• Requirements:
1. According to the Blake Swihart season review, which player was designated for assignment to make room for Dustin Pedroia's temporary return from the DL?
2. Reproduce word for word the part of the Blake Swihart season review that begins at the words "Welcome to the" and stops after "discuss Blake Swihart.".
3. Resume the Blake Swihart season review from where it stops.

• Passage shown:

MLB: Philadelphia Phillies at Boston Red Sox
That was a good day.
David Butler II-USA TODAY Sports

Welcome to the Red Sox Review series. It’s a fairly standard feature in which we will review the year that was for every player who made a decently large impact on the Red Sox this year. How do we come up with that definition? Completely arbitrarily, of course! The list of players we’re using can be seen here, and if we are missing anyone please let me know in the comments. Anyway, for the players who are included we will wrap up their season in a sentence, look at the positives of their 2018, the negatives, review their One Big Question from the preseason (when applicable!) and look ahead to what’s on the table for 2019. Today, we discuss Blake Swihart.

The Year in a Sentence

Swihart was discussed at a rate inversely proportional to his relatively meager contributions, such as they were, but he finally became an honest-to-dogg contributor this year.

The Positives

Once Christian Vazquez suffered a major injury, Swihart was forced behind the plate, where he acquitted himself fine and, more importantly, logged enough at-bats to finally show off the hitting skills that made him a top prospect. That said, I think the biggest positive for Swihart was when Hanley Ramirez was designated for assignment to make room for Dustin Pedroia’s temporary return from the DL. That Hanley was jettisoned when our trio of Red Seat podcasters thought it would be Swihart -- including Jake, who’s a big fan -- shows how little we know about the inner workings of a MLB organization. What little we could glean from the move was that Swihart was someone the Sox still believed in and, at least, were not willing to sell for pennies on the dollar.

• Supplied material:
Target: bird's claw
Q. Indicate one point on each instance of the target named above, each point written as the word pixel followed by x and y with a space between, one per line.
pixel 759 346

• Responses:
1. Hanley Ramirez

2.
Welcome to the Red Sox Review series. It’s a fairly standard feature in which we will review the year that was for every player who made a decently large impact on the Red Sox this year. How do we come up with that definition? Completely arbitrarily, of course! The list of players we’re using can be seen here, and if we are missing anyone please let me know in the comments. Anyway, for the players who are included we will wrap up their season in a sentence, look at the positives of their 2018, the negatives, review their One Big Question from the preseason (when applicable!) and look ahead to what’s on the table for 2019. Today, we discuss Blake Swihart.

3.
All Swihart did after that was show why the Sox believed in him, and why I came so far around on him to push for him as the starting catcher, insofar as the Sox will have a “starter” at all. He certainly should be in the rotation both behind the plate and around the field, and whatever value he gives away by hitting away from catcher is likely made up for, in aggregate, by his flexibility and low price tag. As we’ll see, he’s only so flexible; his hitting skills are exclusively against righties, but they are there.

Also he’s very good-looking. It comes up a lot.

The Negatives

He can’t hit lefties. His bat started extremely slow but was on fire in July, but he ended up right around 100 wRC+ against righties on the year, which makes him a fine platoon candidate. He was very extremely bad against lefties, with a -21 wRC+. The defense is good enough for the correct platoon matchup, but against lefties, Blake should be on the bench.

The Big Question

What about Blake Swihart’s defense?

What about it? It was fine. It wasn’t great, but it’s not supposed to be. It’s supposed to be available, not just at catcher but around the diamond. He’s a glue guy at this point. We’ve been hoping for another Buster Posey but should be happy with another Brock Holt. Just don’t let him hit lefties.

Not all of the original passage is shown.